## What is expected
Rewrite the data below, swapping each "Examine" for "Inspect" and keeping everything else the same.

## Input material

_____

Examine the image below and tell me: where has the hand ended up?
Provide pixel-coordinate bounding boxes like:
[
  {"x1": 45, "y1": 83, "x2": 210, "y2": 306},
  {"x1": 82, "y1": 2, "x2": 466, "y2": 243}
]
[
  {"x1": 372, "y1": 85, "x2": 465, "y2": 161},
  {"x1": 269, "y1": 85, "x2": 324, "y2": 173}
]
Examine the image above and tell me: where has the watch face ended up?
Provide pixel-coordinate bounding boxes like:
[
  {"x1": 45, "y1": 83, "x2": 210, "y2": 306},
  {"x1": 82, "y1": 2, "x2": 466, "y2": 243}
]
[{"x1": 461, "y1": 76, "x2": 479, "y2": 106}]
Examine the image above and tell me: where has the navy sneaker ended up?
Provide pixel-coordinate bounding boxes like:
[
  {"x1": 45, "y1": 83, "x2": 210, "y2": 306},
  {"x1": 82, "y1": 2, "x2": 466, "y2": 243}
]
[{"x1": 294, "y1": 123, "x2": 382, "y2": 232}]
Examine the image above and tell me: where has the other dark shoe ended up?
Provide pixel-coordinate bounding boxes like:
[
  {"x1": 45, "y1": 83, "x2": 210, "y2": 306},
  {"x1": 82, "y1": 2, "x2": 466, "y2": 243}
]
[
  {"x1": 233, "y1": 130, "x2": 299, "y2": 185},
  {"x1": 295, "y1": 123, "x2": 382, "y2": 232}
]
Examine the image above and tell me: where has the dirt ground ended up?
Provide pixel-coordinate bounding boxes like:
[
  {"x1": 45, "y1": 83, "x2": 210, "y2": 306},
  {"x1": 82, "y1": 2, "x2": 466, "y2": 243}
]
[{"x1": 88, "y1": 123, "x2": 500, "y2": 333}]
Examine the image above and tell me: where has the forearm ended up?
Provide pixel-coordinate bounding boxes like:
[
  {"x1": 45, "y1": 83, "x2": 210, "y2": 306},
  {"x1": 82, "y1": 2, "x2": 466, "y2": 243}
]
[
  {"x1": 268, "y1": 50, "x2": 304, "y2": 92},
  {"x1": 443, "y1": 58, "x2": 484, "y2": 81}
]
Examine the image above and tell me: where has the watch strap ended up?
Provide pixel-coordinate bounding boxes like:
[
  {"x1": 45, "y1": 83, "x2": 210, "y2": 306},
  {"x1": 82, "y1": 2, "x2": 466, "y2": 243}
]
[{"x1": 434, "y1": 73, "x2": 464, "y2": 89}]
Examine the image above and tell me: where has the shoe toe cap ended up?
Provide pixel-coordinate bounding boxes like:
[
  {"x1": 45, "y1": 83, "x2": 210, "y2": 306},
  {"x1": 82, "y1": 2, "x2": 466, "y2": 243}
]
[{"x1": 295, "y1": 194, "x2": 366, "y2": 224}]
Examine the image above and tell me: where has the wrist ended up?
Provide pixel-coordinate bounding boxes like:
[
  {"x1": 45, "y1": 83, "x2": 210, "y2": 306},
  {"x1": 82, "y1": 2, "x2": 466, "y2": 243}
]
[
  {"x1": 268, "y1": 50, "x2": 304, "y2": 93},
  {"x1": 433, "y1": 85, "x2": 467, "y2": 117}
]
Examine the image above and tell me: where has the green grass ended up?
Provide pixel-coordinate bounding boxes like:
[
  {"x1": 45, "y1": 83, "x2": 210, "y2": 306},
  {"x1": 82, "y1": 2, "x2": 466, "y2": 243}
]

_____

## Finished exercise
Inspect the image below and tell me: where has the hand ended up?
Provide pixel-coordinate bounding boxes like:
[
  {"x1": 45, "y1": 83, "x2": 210, "y2": 306},
  {"x1": 82, "y1": 2, "x2": 466, "y2": 243}
]
[
  {"x1": 372, "y1": 85, "x2": 465, "y2": 161},
  {"x1": 269, "y1": 85, "x2": 324, "y2": 173}
]
Inspect the image above and tell me: where has the watch face ended up?
Provide pixel-coordinate bounding boxes like:
[
  {"x1": 45, "y1": 83, "x2": 210, "y2": 306},
  {"x1": 82, "y1": 2, "x2": 466, "y2": 243}
]
[{"x1": 461, "y1": 76, "x2": 479, "y2": 106}]
Inspect the image above and tell me: where has the navy sneaker ended up?
Provide pixel-coordinate bounding boxes like:
[
  {"x1": 45, "y1": 83, "x2": 210, "y2": 306},
  {"x1": 82, "y1": 2, "x2": 466, "y2": 243}
]
[{"x1": 294, "y1": 123, "x2": 382, "y2": 232}]
Inspect the image above and tell me: where has the other dark shoe ended up?
Provide pixel-coordinate bounding boxes like:
[
  {"x1": 45, "y1": 83, "x2": 210, "y2": 306},
  {"x1": 82, "y1": 2, "x2": 466, "y2": 243}
]
[
  {"x1": 233, "y1": 130, "x2": 299, "y2": 185},
  {"x1": 295, "y1": 123, "x2": 382, "y2": 232}
]
Inspect the image above and tell me: where has the dirt ground ended up?
Provide pixel-coordinate bounding boxes like:
[
  {"x1": 45, "y1": 83, "x2": 210, "y2": 306},
  {"x1": 82, "y1": 2, "x2": 466, "y2": 243}
]
[{"x1": 88, "y1": 123, "x2": 500, "y2": 333}]
Inspect the image above and tell me: where has the forearm ended up?
Provide pixel-coordinate bounding boxes like:
[
  {"x1": 45, "y1": 83, "x2": 210, "y2": 306},
  {"x1": 82, "y1": 2, "x2": 466, "y2": 243}
]
[
  {"x1": 268, "y1": 50, "x2": 304, "y2": 92},
  {"x1": 443, "y1": 58, "x2": 484, "y2": 81}
]
Inspect the image above and tell me: where has the watch strap ended up?
Provide pixel-coordinate bounding boxes like:
[
  {"x1": 45, "y1": 83, "x2": 210, "y2": 306},
  {"x1": 82, "y1": 2, "x2": 466, "y2": 243}
]
[{"x1": 434, "y1": 73, "x2": 464, "y2": 89}]
Inspect the image above and tell me: where has the shoe toe cap ended up?
Provide pixel-coordinate bounding boxes like:
[
  {"x1": 45, "y1": 83, "x2": 210, "y2": 306},
  {"x1": 82, "y1": 2, "x2": 466, "y2": 243}
]
[{"x1": 295, "y1": 194, "x2": 366, "y2": 224}]
Inspect the image above and tell me: where has the wrist ended up?
Provide pixel-coordinate bounding boxes like:
[
  {"x1": 45, "y1": 83, "x2": 210, "y2": 306},
  {"x1": 82, "y1": 2, "x2": 466, "y2": 243}
]
[
  {"x1": 268, "y1": 50, "x2": 304, "y2": 93},
  {"x1": 433, "y1": 85, "x2": 467, "y2": 117}
]
Inspect the image above and tell me: where has the green grass ended up?
Provide pixel-coordinate bounding boxes like:
[
  {"x1": 45, "y1": 83, "x2": 210, "y2": 306},
  {"x1": 82, "y1": 2, "x2": 466, "y2": 243}
]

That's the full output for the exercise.